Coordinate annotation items
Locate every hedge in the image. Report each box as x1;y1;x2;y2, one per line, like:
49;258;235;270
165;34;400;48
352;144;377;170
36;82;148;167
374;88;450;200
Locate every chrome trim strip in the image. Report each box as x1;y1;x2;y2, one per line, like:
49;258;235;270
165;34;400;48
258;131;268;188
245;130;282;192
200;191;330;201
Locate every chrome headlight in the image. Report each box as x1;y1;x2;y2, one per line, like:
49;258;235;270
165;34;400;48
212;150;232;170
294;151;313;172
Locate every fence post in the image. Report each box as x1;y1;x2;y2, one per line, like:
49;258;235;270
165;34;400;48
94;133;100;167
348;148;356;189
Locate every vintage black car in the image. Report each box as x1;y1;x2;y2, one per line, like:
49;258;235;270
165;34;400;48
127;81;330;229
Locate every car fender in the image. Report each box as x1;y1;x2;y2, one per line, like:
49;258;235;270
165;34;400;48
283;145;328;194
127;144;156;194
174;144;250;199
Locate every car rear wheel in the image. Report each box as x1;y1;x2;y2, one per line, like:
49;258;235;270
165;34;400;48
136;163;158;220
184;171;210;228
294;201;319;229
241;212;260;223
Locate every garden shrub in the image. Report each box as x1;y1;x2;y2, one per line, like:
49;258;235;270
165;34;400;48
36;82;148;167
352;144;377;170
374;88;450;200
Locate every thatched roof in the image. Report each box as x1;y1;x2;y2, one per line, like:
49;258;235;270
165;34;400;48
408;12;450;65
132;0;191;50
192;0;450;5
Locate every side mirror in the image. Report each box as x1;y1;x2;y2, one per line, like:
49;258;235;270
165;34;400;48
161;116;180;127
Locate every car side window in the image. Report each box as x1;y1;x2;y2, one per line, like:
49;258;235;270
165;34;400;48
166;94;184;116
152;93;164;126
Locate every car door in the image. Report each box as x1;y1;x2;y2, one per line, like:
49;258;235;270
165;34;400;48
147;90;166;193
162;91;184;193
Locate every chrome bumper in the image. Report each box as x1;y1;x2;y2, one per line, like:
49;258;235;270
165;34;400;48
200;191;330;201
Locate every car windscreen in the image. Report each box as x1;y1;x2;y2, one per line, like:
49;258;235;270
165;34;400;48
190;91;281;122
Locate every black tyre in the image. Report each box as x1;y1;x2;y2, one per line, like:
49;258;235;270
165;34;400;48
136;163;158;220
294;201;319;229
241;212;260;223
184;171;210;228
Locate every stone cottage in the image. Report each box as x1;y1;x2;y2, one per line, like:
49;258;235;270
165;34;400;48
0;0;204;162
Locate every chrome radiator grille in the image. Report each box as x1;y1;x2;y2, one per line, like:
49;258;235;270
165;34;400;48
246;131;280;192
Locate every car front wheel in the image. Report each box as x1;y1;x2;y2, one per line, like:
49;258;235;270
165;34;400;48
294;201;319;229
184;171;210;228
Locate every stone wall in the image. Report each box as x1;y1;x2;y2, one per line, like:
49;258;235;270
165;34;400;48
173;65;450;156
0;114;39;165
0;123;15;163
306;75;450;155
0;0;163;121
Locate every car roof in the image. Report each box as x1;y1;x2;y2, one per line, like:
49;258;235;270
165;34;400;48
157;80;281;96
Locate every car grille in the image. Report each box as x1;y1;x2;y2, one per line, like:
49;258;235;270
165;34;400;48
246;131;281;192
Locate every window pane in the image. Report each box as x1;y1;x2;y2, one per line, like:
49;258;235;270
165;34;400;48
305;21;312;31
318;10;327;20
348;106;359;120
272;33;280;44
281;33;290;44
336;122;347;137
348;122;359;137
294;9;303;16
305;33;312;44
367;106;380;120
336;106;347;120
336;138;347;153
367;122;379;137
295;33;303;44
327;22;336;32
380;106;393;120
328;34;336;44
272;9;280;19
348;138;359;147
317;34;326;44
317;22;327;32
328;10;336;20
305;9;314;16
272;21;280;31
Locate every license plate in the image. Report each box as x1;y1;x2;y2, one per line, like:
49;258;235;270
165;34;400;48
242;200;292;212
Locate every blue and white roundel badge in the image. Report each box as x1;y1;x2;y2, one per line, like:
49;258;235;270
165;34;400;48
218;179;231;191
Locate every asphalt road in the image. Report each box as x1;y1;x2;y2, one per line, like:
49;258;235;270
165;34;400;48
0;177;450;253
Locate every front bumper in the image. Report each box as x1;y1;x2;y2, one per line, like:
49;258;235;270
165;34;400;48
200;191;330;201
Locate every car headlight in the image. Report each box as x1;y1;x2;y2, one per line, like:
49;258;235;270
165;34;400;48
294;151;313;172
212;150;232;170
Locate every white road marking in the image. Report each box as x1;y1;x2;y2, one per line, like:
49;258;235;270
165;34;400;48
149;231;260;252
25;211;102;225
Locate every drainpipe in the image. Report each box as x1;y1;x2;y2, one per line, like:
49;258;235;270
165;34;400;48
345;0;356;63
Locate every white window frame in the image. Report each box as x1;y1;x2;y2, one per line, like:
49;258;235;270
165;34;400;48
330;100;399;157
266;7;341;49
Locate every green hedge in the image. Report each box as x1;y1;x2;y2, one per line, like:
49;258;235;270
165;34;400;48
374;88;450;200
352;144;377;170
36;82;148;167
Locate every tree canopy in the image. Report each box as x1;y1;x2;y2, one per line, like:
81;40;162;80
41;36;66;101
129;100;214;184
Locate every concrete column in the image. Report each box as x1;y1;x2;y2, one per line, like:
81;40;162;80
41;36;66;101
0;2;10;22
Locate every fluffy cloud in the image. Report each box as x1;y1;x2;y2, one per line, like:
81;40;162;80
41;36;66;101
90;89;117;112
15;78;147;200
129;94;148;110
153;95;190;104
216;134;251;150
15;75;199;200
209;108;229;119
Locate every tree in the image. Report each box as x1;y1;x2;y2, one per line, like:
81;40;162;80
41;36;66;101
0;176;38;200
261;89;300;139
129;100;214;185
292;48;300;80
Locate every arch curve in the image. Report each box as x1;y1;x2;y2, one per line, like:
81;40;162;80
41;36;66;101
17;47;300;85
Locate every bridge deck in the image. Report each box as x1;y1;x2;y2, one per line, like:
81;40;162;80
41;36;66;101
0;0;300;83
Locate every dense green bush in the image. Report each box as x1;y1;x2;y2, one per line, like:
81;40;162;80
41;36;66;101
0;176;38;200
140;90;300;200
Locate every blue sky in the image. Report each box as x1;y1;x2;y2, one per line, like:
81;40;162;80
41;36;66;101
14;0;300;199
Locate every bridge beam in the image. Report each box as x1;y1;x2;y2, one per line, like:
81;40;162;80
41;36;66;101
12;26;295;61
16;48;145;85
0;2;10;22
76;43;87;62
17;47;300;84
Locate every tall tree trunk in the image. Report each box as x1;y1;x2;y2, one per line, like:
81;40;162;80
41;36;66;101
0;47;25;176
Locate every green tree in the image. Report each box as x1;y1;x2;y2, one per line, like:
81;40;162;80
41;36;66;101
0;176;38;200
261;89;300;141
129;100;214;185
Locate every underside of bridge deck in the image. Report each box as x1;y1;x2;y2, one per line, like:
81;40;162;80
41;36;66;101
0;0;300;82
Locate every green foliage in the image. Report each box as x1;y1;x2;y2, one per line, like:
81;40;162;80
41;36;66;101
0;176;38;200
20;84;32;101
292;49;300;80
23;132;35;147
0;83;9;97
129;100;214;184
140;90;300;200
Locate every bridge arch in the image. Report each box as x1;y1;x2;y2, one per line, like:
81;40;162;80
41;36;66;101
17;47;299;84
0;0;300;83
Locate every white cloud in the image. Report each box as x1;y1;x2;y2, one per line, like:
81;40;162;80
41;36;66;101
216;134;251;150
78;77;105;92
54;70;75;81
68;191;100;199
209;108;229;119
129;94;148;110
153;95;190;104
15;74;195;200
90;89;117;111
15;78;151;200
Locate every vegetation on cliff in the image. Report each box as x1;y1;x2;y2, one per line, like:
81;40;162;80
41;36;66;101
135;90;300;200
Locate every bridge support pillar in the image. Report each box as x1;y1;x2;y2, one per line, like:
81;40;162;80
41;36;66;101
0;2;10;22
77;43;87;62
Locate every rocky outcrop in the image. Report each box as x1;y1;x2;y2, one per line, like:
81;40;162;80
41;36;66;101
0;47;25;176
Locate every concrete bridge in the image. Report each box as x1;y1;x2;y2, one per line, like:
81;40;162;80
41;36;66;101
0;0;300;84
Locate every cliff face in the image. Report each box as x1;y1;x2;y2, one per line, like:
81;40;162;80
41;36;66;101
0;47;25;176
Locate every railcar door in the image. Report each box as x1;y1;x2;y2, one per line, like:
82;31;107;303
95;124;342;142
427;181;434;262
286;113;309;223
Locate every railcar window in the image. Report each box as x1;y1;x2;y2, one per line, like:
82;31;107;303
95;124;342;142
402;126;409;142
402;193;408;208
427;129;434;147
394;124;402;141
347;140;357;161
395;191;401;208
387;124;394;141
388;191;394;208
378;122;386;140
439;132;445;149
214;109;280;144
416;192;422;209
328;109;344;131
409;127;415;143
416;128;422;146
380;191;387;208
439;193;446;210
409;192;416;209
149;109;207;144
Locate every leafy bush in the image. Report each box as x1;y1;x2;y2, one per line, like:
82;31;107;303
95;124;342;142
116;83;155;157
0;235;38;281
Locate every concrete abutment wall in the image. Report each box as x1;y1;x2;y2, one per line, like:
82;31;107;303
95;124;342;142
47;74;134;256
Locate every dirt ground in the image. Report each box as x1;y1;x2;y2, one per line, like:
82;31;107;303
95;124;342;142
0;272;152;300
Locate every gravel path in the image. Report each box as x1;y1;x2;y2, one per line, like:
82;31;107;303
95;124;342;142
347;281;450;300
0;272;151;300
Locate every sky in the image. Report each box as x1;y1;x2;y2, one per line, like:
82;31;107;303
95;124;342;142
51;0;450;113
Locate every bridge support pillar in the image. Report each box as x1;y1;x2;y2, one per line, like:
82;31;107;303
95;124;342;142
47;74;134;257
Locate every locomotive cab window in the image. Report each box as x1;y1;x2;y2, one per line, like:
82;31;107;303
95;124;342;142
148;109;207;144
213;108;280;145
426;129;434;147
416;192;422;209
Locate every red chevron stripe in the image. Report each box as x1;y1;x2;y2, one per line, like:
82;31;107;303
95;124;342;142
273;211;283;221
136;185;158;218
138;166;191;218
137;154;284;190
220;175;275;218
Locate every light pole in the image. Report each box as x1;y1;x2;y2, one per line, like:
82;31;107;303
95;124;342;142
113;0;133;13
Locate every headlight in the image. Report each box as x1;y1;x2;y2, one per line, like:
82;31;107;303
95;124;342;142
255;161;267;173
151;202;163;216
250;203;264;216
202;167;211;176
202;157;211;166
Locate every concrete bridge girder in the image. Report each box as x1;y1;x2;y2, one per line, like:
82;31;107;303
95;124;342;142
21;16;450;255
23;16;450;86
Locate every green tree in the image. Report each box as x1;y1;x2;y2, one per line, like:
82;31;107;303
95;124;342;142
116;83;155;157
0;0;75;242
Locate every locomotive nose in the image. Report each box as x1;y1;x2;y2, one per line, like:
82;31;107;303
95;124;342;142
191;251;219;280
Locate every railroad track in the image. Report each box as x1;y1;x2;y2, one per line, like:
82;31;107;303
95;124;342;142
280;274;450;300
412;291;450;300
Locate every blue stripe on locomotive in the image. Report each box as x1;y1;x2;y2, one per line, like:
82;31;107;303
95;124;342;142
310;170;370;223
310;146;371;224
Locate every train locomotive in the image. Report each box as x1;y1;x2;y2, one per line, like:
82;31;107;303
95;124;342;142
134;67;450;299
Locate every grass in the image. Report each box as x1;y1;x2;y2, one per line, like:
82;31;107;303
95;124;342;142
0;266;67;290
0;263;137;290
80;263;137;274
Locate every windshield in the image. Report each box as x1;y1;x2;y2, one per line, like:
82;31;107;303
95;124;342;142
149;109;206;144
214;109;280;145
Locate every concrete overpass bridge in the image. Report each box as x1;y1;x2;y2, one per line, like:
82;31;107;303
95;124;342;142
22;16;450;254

» **What is being asked**: Present the stretch from the line containing "Locate every windshield" through the last line of the items as a numbered list, omitting any blank lines.

» **Task answer**:
1. Locate every windshield in the image. Report each box as x1;y1;x2;y2, one per line, like:
2. 82;31;107;303
3. 95;124;342;142
4. 149;109;206;144
5. 214;109;280;145
6. Locate every concrete overpass bridge in the image. Report each box as x1;y1;x2;y2, one per line, like:
7. 82;31;107;303
8. 95;124;342;142
9. 22;16;450;254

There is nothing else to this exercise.